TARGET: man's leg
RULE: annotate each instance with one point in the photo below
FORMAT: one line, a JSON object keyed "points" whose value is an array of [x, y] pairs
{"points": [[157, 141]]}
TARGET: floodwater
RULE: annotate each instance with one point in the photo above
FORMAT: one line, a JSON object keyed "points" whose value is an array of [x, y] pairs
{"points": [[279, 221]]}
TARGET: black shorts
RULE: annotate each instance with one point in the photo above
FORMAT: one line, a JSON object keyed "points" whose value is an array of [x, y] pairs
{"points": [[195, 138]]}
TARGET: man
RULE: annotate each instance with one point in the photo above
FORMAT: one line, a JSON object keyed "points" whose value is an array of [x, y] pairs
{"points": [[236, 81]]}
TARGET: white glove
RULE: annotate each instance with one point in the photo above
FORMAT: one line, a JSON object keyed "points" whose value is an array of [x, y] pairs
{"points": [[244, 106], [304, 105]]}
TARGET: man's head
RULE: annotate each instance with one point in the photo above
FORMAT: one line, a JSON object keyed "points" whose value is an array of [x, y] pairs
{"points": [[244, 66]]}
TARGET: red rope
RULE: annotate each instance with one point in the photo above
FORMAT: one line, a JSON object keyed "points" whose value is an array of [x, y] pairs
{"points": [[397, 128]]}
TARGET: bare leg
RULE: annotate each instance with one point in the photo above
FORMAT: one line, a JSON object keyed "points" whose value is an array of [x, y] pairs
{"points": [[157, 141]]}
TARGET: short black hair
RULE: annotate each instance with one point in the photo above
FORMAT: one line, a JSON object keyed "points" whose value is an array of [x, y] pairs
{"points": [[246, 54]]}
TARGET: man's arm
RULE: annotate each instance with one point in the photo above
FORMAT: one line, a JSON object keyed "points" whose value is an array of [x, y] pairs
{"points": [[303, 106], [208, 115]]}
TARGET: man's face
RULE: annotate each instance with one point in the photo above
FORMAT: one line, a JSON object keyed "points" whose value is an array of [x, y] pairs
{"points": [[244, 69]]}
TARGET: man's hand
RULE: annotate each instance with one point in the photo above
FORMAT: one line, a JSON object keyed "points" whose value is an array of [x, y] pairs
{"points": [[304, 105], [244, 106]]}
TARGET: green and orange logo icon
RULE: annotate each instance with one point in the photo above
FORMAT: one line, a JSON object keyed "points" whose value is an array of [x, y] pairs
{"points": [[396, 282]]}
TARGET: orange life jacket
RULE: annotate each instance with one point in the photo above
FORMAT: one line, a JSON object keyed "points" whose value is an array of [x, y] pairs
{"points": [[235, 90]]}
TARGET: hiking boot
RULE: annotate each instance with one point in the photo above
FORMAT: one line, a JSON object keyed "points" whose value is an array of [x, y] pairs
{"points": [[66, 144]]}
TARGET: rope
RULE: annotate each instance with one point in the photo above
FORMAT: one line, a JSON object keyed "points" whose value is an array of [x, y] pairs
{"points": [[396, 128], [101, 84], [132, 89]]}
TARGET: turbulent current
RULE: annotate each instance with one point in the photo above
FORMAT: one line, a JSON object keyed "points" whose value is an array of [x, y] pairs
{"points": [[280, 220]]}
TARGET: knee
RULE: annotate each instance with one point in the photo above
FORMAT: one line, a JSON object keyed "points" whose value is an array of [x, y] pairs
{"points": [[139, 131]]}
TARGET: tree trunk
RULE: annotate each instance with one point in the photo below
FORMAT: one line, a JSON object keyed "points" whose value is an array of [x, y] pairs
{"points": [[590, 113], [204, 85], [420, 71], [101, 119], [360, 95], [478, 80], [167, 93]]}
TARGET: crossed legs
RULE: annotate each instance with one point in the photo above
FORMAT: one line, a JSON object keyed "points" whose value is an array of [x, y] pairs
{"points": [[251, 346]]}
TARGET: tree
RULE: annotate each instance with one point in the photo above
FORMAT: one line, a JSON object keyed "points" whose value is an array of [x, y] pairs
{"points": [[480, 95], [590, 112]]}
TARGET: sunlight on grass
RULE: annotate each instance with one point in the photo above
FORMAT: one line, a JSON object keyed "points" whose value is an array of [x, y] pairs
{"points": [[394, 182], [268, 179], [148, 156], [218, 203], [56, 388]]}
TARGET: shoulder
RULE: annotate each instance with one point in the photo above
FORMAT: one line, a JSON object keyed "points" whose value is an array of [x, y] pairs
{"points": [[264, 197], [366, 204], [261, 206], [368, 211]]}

= Prompt =
Reproduce all of the records above word for word, keeping them in their original order.

= Task response =
TARGET: man's leg
RULE: annotate each instance with one point in the photo below
FORMAT: one line, a JSON object keyed "points" whose value is an array of [x, y] pairs
{"points": [[157, 141]]}
TARGET: floodwater
RULE: annotate each instance with one point in the photo above
FORMAT: one line, a JSON object keyed "points" whose value is an array of [x, y] pairs
{"points": [[279, 221]]}
TARGET: black shorts
RULE: annotate each instance with one point in the photo above
FORMAT: one line, a JSON object keyed "points" whose value is an array of [x, y] pairs
{"points": [[195, 138]]}
TARGET: man
RULE: annotate each instance with one point in the photo above
FORMAT: one line, a JSON object keyed "points" whose value is an array of [x, y] pairs
{"points": [[236, 81]]}
TARGET: white glove
RULE: annotate each instance with one point in the photo above
FORMAT: one line, a JSON object keyed "points" whose value is an array of [x, y] pairs
{"points": [[244, 106], [304, 105]]}
TARGET: man's head
RULE: annotate each instance with one point in the photo above
FORMAT: one line, a JSON object keyed "points" whose value is an array of [x, y] pairs
{"points": [[244, 66]]}
TARGET: red rope
RULE: annotate each instance with one point in the photo above
FORMAT: one line, a JSON object keyed "points" whose value is an array of [x, y] pairs
{"points": [[397, 128]]}
TARGET: bare leg
RULE: annotate each instance with one point in the photo above
FORMAT: one line, a JSON object keyed "points" whose value is an array of [x, y] pairs
{"points": [[157, 141]]}
TARGET: short black hair
RULE: annotate each instance with one point in the photo above
FORMAT: one line, a JSON object keyed "points" whose value is an array of [x, y] pairs
{"points": [[246, 54]]}
TARGET: man's arm
RULE: annotate each instance with one point in the photo above
FORMAT: one line, a JSON object keyed "points" whose value is an array of [x, y] pairs
{"points": [[303, 106], [208, 115]]}
TARGET: man's face
RULE: annotate each instance with one point in the photo above
FORMAT: one line, a JSON object keyed "points" whose value is an array of [x, y] pairs
{"points": [[244, 69]]}
TARGET: man's hand
RULE: annotate each instance with one point in the photo above
FORMAT: one line, a JSON object keyed "points" whose value is an array of [x, y] pairs
{"points": [[304, 105], [244, 106]]}
TARGET: green and orange logo icon
RULE: annotate each instance with one point in the photo above
FORMAT: one line, a JSON object keyed "points" whose value is an array of [x, y] pairs
{"points": [[396, 282]]}
TARGET: orange life jacket
RULE: annotate each instance with one point in the photo above
FORMAT: one line, a JSON object keyed "points" whose value is an array of [x, y] pairs
{"points": [[235, 90]]}
TARGET: hiking boot
RULE: annotate each instance with one point in the photo above
FORMAT: one line, a JSON object keyed "points" whose value is an array of [x, y] pairs
{"points": [[66, 144]]}
TARGET: rope
RULE: annotate each instance with one point in the photo above
FORMAT: one line, a JSON object keyed "points" whose value is an array of [x, y] pairs
{"points": [[396, 128], [101, 84], [132, 89]]}
TARGET: turbulent current
RULE: annotate each instance with one point in the photo above
FORMAT: one line, a JSON object keyed "points" whose value is an array of [x, y] pairs
{"points": [[280, 220]]}
TARGET: knee
RULE: annotate each instance with one point in the photo above
FORMAT: one line, a JSON object keyed "points" whose value is an array of [x, y] pairs
{"points": [[139, 131]]}
TARGET: tree trunk
RULE: annotate each instance with one point in the photo below
FORMAT: one line, a JSON object keyed "points" whose value is an array of [x, y] pairs
{"points": [[590, 113], [204, 85], [420, 71], [101, 119], [360, 95], [478, 80], [167, 93]]}
TARGET: crossed legs
RULE: annotate each instance with one point in the photo above
FORMAT: one line, a JSON object keyed "points" whose value is an array of [x, y] pairs
{"points": [[251, 346]]}
TARGET: tree
RULE: annotate each instance with one point in the photo above
FORMAT: one line, a JSON object keyed "points" whose value is an array of [x, y] pairs
{"points": [[480, 95], [590, 112]]}
TARGET: sunlight on grass
RULE: annotate each instance with one point in the photo above
FORMAT: one line, a JSON object keyed "points" whose value is an array of [x, y] pairs
{"points": [[394, 182], [268, 179], [148, 156], [218, 203], [56, 388]]}
TARGET: shoulder
RULE: annotate each instance with one point in the photo above
FORMAT: one line, a JSON object keyed "points" whose value is an array of [x, y] pairs
{"points": [[264, 197], [366, 204], [261, 206], [368, 211]]}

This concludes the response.